[Saved entries]
-------------------------
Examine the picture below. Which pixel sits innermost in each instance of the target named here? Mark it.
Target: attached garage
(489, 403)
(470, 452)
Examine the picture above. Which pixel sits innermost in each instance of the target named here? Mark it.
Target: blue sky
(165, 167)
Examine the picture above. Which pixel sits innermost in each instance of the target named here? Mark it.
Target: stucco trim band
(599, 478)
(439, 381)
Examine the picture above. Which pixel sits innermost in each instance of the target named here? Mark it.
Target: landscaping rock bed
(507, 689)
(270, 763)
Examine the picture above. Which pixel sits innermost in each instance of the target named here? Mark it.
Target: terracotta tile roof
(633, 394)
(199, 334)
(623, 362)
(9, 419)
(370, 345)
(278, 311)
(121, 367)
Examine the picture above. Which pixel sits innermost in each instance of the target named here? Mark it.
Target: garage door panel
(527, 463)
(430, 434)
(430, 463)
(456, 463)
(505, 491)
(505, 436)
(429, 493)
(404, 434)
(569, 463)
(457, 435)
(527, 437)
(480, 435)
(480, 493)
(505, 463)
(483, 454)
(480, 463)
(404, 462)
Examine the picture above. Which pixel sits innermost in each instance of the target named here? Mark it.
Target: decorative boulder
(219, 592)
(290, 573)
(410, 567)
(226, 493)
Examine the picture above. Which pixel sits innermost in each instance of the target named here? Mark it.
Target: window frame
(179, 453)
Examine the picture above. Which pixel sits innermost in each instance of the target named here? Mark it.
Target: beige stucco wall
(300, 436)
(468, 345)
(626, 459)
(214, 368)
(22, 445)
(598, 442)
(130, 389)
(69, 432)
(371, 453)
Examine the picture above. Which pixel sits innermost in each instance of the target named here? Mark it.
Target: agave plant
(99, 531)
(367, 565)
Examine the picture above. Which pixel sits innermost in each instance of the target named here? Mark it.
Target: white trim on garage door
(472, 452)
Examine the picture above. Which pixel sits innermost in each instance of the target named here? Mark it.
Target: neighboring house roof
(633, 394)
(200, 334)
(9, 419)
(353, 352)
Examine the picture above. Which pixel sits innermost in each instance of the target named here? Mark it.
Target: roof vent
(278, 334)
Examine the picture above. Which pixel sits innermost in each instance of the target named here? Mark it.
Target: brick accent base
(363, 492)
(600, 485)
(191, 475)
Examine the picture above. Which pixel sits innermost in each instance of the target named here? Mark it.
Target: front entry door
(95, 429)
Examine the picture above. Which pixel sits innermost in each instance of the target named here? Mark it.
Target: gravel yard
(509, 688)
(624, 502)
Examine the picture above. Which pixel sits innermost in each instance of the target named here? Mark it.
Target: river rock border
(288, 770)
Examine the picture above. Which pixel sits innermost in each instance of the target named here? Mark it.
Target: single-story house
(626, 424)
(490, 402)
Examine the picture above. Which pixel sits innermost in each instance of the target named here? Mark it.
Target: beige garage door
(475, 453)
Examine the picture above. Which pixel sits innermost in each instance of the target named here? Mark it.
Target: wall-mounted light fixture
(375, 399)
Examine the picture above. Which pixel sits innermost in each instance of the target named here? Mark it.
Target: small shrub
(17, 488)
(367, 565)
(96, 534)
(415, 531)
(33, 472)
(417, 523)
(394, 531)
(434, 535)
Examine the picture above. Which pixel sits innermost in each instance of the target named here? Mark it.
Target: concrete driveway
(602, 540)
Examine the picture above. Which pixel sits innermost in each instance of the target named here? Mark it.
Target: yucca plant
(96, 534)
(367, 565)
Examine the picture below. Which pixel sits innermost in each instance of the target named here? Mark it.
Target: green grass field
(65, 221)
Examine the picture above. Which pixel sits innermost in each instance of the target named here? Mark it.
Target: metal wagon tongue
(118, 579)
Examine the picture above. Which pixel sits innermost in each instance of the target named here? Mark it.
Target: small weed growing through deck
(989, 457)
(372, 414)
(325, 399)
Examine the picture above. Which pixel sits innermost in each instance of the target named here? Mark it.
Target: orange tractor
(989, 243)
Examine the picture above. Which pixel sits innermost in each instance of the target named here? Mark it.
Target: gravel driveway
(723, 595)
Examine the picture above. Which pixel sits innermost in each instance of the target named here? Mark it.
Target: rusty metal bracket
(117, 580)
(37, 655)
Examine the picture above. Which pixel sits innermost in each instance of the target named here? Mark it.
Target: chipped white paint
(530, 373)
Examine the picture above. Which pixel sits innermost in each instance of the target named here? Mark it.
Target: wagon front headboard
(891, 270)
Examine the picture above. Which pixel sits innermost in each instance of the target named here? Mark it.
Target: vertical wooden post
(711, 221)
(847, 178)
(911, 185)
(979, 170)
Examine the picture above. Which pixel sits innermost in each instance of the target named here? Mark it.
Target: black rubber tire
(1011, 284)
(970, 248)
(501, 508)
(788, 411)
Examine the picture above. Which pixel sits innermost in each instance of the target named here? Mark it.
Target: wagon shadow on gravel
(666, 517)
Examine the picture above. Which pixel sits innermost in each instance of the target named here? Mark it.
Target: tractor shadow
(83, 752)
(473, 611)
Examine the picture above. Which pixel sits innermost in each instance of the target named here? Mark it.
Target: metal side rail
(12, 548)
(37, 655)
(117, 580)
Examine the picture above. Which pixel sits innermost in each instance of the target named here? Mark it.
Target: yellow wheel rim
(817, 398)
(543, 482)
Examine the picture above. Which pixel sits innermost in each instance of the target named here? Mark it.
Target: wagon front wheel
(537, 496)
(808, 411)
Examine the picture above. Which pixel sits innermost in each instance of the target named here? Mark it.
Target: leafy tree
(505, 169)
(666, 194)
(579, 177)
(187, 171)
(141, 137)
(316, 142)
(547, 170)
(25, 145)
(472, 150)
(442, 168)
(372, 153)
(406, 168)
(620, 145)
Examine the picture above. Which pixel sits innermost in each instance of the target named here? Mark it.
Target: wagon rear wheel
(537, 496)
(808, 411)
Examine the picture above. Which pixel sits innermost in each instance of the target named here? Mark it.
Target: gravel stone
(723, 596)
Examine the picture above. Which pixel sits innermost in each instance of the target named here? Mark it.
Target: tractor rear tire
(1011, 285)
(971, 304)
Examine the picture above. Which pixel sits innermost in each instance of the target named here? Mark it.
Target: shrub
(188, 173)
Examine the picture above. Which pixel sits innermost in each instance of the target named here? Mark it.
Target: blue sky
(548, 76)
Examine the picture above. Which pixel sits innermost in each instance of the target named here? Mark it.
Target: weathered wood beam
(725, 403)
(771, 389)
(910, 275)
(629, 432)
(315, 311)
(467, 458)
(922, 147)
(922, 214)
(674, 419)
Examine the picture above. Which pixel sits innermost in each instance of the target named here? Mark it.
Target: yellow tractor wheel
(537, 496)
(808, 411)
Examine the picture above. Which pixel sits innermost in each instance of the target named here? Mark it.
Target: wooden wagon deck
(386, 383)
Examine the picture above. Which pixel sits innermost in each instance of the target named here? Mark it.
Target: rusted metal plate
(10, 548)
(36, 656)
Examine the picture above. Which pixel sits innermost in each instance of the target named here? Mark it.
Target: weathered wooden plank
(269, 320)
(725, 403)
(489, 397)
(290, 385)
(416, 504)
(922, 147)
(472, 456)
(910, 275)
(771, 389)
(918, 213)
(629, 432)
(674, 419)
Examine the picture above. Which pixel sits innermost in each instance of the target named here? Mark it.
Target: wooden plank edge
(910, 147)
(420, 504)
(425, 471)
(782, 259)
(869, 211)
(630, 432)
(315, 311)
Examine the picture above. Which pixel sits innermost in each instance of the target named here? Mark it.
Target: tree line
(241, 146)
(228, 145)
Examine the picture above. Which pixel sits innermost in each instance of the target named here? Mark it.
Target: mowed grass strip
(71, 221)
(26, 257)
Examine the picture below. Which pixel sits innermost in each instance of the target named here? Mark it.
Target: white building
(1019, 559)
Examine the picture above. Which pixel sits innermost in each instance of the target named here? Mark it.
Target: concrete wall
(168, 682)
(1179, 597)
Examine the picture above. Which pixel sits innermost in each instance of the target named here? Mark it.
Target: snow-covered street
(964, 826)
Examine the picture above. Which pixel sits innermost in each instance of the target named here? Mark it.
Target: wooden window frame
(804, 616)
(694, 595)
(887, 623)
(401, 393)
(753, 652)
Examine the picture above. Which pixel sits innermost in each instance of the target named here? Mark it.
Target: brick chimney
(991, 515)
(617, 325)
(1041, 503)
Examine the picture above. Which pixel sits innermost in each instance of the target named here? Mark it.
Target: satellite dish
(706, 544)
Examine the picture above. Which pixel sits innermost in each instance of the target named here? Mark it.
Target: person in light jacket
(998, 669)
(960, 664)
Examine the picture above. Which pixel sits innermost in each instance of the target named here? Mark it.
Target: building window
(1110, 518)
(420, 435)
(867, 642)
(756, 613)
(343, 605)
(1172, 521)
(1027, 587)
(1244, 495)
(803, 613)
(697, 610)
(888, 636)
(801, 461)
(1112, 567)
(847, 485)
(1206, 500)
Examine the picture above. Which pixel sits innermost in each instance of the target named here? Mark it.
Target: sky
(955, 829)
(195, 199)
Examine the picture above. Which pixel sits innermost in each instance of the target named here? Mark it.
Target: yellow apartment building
-------------------------
** What you have to do **
Word for word, restate the lines from the one holding "Target: person in light jacket" to the last line of the records.

** Response to the exercise **
Target: person in light jacket
(998, 669)
(960, 664)
Examine the picture above. Which pixel sits innermost in each instance of the target named here? Mark it.
Target: building window
(1110, 518)
(420, 435)
(867, 642)
(756, 613)
(343, 605)
(1172, 521)
(1027, 587)
(1244, 495)
(803, 613)
(697, 610)
(888, 636)
(801, 461)
(1112, 567)
(847, 485)
(1206, 500)
Examine the picture above. Which pixel sits innermost in each instance of the target named here? Mark it.
Target: sky
(955, 829)
(195, 199)
Examine the picture above. Which pixel sits innermost in each instance of the target named here? Mark it.
Target: yellow apartment building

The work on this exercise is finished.